■ WHAT YOU ARE ASKED TO DO
All of the material below is to be repeated exactly.

■ Lines of data
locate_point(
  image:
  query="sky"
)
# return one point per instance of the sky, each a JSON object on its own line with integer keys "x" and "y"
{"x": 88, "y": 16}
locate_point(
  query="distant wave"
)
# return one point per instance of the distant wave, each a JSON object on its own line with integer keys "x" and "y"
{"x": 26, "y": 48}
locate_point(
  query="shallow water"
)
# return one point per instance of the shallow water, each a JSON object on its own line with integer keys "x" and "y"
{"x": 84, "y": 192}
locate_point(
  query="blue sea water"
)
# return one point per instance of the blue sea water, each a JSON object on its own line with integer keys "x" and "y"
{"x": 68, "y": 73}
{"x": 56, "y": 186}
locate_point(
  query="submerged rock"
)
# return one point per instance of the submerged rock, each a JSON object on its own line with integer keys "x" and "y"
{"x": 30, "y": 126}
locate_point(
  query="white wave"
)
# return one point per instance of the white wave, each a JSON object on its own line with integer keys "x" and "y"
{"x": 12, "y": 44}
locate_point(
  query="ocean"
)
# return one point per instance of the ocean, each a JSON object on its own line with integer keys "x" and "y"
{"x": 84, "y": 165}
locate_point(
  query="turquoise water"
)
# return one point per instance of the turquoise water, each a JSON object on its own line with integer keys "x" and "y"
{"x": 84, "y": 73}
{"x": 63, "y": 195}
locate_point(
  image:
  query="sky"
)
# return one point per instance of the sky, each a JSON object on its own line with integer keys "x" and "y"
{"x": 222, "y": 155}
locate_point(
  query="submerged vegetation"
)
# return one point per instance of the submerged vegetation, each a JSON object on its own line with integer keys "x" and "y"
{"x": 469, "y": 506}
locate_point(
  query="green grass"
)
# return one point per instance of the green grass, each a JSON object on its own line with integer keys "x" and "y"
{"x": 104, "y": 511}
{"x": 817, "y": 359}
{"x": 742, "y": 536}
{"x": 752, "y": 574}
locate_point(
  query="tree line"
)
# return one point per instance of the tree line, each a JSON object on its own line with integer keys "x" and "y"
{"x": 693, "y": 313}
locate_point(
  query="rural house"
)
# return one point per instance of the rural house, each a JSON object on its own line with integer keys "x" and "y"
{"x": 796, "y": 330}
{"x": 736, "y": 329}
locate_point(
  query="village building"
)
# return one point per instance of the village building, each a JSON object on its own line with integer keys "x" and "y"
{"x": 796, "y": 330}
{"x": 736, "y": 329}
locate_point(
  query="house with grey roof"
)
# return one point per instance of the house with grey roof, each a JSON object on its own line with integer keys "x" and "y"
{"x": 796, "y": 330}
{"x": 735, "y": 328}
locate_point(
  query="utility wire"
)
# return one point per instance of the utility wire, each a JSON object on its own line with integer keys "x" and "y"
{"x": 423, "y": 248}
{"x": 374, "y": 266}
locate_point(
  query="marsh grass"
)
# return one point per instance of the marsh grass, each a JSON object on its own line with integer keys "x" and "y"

■ WORKED ANSWER
locate_point(
  image:
  query="sky"
)
# return one point per instance of the sky, each a JSON object on its own line with integer keys "x" and "y"
{"x": 88, "y": 16}
locate_point(
  query="distant wave"
)
# return one point per instance of the distant wave, each a JSON object on its own line with integer keys "x" and "y"
{"x": 26, "y": 48}
locate_point(
  query="shallow water"
)
# return one point per instance of the shallow water, each a JSON object on its own line with integer keys "x" and "y"
{"x": 84, "y": 192}
locate_point(
  query="blue sea water"
)
# return one point per instance of the blue sea water, each a JSON object on its own line with integer keys "x" and "y"
{"x": 68, "y": 73}
{"x": 56, "y": 186}
locate_point(
  query="submerged rock"
)
# return one point per instance of the submerged rock, each a JSON object on its own line with integer keys "x" and "y"
{"x": 30, "y": 126}
locate_point(
  query="white wave"
)
# return one point per instance of the white wave, each a JSON object on its own line with integer keys "x" and "y"
{"x": 12, "y": 44}
locate_point(
  query="ocean"
)
# return one point per instance of the ocean, each a JSON object on its own line with integer keys "x" and "y"
{"x": 84, "y": 165}
locate_point(
  query="turquoise water"
)
# return one point per instance of the turquoise water, each a JSON object on its own line with integer keys "x" and "y"
{"x": 84, "y": 73}
{"x": 63, "y": 195}
locate_point(
  image:
  query="sky"
)
# return one point per instance of the sky, each a JSON object on its own line with integer keys "x" and "y"
{"x": 222, "y": 155}
locate_point(
  query="submerged vegetation"
)
# return one point per instance of the submerged vegetation, each a JSON object on its own line with integer keys "x" and "y"
{"x": 469, "y": 506}
locate_point(
  query="green grass"
)
# return one point per instance of the green grass, each a JSON object on its own line with integer keys "x" and "y"
{"x": 104, "y": 511}
{"x": 817, "y": 359}
{"x": 742, "y": 536}
{"x": 752, "y": 574}
locate_point(
  query="tree line"
)
# return one point per instance of the tree line, each a JSON object on its own line with integer keys "x" and "y"
{"x": 693, "y": 313}
locate_point(
  query="rural house"
)
# return one point per instance of the rural house, each a JSON object on its own line with integer keys "x" and "y"
{"x": 796, "y": 330}
{"x": 736, "y": 329}
locate_point(
  query="village building"
)
# return one point per instance of the village building, each a JSON object on its own line with integer keys "x" and "y"
{"x": 796, "y": 330}
{"x": 736, "y": 329}
locate_point(
  query="house with grey roof"
)
# return one point per instance of the house with grey roof, each a JSON object on its own line with integer keys "x" and "y"
{"x": 796, "y": 330}
{"x": 735, "y": 328}
locate_point(
  query="utility wire"
)
# return one point per instance of the utility wire, each a JSON object on its own line with integer keys "x" and "y"
{"x": 423, "y": 248}
{"x": 374, "y": 266}
locate_point(
  query="marsh grass"
)
# return one point per instance of the marsh grass, each a JSON object on its own line with integer keys "x" and "y"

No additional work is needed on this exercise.